*Work to do*: In each of the records below, swap "refrigerator" for "fridge" and write the lines out again with nothing else changed. Leave the pictures out of your answer.

*Supplied records*:
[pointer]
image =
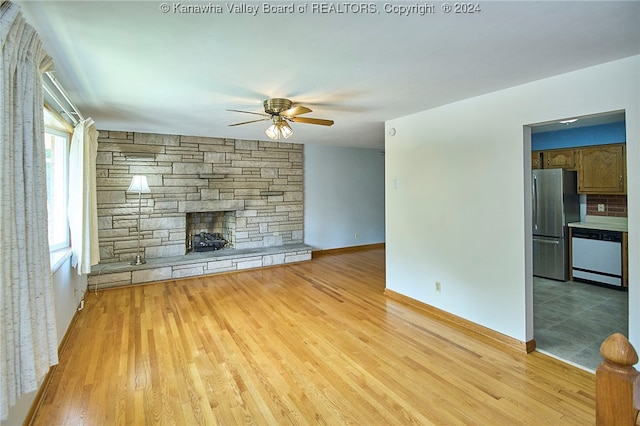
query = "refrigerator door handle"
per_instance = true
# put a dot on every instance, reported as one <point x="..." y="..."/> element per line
<point x="535" y="203"/>
<point x="545" y="241"/>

*Solution to this task*:
[pointer]
image =
query = "fridge door handle"
per_instance = true
# put a dot on every instance, reported as one <point x="..." y="..."/> element per line
<point x="535" y="203"/>
<point x="545" y="241"/>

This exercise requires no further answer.